## START Selected text

Wednesday, January 15, 2014
Tuesday, January 14, 2014
This morning we woke up at 5:30am, well actually the baby. Mable soon rose at about 6am and was ready to jump start her day. Apparently, I (the night owl) have given birth to two morning persons. Pity for them. LOL!
Since returning home I have not adjusted to the time change. My family lives in Houston so we had to acclimate to the 7 hour difference and after almost one full week I am finally starting to feel like myself again.
After Mable left for school, I decided to pack Olivia up and take a nice long walk in the area. It is cold but luckily not to slippery so getting around is easy. Anytime I start to feel "weird" I like to take walks. It's the only thing that helps me deal with winter and the darkness. Keeping it moving is the only way for me to stay in front of my feelings. I miss my family so much but I have a great life here in #Sweden. The only way that I get to experience the two together is by taking a long walk and think about those people I have just left behind. I walk and think of them and after a while everything is ok.
Any other #expats out there? What do you do when you start missing your people?
Try to stay warm!
Monday, January 13, 2014
We survived our recent holiday trip to the States. I am usually much more of a wreck when I return to Sweden but there is so much that I am thankful and grateful for that there is literally no time to be sad.

## END Selected text

* Problems *
[a] Answer these questions from the blog post:
(i) At what time did the baby wake up in the morning?
(ii) In which city does the writer's family live?
(iii) How many hours of time difference did the family have to adjust to?
[b] List every date that appears as a heading in the blog post.
[c] Decide whether each statement agrees with the blog post, and support each answer with the deciding words from it:
(i) Mable got up at about 6am.
(ii) The writer set out on the walk with Olivia before Mable left for school.
(iii) The writer is usually more upset than this after returning to Sweden.
The source records have no role in this work.

## START Material

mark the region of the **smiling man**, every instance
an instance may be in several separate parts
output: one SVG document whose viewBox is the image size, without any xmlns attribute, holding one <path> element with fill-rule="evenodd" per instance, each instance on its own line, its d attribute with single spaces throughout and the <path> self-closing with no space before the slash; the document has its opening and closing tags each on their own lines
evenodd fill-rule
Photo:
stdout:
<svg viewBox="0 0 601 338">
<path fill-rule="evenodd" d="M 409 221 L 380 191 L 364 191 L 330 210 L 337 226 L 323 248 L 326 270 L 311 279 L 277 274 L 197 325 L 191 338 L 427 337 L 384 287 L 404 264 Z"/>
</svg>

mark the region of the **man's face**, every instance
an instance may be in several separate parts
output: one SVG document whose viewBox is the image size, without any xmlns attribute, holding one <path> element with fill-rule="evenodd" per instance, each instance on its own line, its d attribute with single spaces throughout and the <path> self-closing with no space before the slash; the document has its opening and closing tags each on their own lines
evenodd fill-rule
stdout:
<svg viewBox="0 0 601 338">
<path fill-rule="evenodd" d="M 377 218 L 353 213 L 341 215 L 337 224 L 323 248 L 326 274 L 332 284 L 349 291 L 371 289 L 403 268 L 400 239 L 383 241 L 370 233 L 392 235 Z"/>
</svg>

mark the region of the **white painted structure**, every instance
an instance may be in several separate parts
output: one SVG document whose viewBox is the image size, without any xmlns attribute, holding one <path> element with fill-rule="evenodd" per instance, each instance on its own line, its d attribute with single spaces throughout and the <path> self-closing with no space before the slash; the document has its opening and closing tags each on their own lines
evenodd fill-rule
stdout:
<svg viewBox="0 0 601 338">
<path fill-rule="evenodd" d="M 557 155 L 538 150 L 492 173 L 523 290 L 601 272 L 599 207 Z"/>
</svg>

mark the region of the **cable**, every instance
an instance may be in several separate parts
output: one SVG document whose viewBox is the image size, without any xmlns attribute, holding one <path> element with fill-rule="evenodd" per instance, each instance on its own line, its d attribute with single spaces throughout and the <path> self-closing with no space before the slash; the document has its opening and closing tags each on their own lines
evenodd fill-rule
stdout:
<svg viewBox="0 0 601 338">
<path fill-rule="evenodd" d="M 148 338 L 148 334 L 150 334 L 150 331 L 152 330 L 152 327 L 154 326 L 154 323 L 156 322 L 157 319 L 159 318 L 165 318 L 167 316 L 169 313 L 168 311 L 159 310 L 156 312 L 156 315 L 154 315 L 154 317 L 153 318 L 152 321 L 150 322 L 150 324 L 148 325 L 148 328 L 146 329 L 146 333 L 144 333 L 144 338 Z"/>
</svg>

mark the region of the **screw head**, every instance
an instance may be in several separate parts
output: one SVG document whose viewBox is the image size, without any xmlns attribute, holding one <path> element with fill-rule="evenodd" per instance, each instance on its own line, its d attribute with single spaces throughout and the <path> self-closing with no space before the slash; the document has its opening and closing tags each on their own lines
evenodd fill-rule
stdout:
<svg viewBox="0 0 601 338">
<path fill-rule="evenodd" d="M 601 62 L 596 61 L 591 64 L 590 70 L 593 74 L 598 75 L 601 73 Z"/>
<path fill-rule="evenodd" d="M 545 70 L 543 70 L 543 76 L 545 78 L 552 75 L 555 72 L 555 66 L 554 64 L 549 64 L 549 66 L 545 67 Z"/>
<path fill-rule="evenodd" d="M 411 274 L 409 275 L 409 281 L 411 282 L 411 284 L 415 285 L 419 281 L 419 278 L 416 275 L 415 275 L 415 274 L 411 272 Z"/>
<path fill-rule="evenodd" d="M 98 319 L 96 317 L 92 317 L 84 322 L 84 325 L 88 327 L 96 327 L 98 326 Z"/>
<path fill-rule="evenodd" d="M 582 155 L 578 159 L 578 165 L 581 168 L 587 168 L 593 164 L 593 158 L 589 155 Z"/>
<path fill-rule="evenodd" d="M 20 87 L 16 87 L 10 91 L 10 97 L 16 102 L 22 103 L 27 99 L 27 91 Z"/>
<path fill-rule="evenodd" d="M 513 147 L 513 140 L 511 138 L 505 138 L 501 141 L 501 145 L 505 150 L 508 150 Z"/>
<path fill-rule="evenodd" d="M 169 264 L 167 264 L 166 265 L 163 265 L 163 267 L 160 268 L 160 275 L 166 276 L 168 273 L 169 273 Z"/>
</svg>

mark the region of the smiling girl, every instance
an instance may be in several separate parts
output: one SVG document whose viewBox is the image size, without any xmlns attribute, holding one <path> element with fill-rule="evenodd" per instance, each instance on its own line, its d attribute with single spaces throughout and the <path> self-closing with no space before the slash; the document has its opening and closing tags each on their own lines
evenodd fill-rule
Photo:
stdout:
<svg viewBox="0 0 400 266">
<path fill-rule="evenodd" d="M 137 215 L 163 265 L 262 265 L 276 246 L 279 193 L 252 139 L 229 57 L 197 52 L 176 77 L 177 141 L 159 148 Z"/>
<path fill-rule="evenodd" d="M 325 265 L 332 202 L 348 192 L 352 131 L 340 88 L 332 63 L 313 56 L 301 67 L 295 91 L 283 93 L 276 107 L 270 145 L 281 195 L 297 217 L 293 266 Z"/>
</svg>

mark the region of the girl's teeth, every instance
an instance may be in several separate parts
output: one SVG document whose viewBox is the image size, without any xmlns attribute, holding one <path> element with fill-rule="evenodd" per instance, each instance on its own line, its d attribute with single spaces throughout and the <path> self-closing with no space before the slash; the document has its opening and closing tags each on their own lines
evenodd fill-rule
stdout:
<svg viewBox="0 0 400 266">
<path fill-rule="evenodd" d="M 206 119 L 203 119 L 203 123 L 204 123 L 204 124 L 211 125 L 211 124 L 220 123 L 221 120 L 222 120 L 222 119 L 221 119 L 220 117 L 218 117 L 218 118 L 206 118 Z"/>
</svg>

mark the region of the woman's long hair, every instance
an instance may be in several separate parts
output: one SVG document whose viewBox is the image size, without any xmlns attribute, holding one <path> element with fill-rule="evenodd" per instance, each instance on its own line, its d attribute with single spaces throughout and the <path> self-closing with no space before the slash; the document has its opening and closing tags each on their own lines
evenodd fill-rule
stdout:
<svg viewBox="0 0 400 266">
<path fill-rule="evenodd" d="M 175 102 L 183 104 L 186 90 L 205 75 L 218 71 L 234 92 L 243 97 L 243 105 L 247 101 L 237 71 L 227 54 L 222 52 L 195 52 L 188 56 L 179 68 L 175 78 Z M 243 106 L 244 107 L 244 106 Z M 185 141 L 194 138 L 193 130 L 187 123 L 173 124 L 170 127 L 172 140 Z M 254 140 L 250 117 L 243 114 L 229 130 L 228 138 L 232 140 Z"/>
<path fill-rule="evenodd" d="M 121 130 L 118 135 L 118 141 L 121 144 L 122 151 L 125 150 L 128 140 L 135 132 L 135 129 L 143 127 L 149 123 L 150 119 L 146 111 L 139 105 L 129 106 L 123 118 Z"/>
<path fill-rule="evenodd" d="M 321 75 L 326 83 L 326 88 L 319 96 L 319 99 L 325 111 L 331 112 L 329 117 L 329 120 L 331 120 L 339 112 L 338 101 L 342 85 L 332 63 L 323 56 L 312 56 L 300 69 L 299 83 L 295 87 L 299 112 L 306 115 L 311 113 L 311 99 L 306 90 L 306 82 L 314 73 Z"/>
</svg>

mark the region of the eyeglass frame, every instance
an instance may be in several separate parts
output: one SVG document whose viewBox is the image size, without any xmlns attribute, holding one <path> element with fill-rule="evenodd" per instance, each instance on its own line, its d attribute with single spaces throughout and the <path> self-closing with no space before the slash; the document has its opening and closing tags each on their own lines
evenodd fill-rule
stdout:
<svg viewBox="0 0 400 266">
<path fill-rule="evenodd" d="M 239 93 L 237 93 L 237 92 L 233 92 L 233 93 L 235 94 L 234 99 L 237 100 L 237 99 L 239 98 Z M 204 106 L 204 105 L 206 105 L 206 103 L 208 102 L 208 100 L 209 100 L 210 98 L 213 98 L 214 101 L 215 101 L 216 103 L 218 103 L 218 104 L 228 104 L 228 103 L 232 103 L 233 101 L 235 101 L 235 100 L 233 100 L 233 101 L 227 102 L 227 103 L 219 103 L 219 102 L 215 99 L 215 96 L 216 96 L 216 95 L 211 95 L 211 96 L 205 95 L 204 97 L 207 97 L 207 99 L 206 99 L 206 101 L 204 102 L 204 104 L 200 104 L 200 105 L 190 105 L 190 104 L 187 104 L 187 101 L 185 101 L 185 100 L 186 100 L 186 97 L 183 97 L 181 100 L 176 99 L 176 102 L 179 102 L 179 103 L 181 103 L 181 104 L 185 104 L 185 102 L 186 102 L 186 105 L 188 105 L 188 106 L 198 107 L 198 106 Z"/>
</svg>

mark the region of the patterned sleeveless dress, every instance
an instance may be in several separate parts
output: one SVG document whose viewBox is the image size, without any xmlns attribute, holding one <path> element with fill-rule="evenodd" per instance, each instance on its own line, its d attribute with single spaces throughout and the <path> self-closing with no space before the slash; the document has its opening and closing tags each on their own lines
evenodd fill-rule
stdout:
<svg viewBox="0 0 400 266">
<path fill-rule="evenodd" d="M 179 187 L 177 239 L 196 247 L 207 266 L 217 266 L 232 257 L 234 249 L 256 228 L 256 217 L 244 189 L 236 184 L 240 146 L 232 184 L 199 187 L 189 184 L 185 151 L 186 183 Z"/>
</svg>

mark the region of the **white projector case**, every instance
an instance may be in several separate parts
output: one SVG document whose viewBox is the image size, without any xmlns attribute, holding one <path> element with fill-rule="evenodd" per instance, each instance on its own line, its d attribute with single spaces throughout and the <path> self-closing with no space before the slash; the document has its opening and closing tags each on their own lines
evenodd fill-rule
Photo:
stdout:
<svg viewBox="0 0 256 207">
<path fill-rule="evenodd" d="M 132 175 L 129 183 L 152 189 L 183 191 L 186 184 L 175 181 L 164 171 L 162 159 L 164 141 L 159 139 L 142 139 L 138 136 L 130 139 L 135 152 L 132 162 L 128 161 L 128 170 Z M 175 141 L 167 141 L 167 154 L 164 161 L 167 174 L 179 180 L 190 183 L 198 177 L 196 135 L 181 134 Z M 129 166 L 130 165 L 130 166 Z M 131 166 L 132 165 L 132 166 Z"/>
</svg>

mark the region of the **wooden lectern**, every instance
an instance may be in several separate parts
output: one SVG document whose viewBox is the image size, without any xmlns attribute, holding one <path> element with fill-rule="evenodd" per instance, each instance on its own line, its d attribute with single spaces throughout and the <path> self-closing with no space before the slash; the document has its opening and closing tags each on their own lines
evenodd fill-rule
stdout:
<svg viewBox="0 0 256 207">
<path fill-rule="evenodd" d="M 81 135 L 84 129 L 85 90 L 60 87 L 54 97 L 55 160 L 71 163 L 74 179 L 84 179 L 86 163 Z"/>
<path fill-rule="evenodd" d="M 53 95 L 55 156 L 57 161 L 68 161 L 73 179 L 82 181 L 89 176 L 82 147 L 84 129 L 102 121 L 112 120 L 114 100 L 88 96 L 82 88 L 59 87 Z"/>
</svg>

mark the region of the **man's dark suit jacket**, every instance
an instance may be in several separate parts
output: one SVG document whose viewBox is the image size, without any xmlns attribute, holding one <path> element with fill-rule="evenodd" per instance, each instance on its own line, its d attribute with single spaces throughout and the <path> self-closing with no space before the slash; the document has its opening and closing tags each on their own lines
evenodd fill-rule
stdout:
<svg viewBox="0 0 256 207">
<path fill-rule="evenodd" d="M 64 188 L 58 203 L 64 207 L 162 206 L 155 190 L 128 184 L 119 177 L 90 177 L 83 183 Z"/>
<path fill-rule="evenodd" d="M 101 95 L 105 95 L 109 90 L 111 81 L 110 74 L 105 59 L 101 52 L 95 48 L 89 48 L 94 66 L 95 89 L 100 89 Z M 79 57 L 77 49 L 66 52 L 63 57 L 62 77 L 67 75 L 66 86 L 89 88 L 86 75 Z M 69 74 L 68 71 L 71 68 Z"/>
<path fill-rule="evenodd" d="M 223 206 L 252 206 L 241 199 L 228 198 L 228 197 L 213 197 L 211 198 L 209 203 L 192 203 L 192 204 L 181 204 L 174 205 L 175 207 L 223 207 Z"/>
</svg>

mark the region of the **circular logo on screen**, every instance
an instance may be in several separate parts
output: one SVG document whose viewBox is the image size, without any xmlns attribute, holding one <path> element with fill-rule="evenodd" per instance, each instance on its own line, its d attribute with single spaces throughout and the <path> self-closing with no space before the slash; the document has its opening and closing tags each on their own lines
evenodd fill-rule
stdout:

## END Material

* List of solutions *
[a]
(i) 5:30am
(ii) Houston
(iii) 7 hours

[b]
Wednesday, January 15, 2014
Tuesday, January 14, 2014
Monday, January 13, 2014

[c]
(i) Yes: "Mable soon rose at about 6am"
(ii) No: "After Mable left for school, I decided to pack Olivia up and take a nice long walk in the area."
(iii) Yes: "I am usually much more of a wreck when I return to Sweden"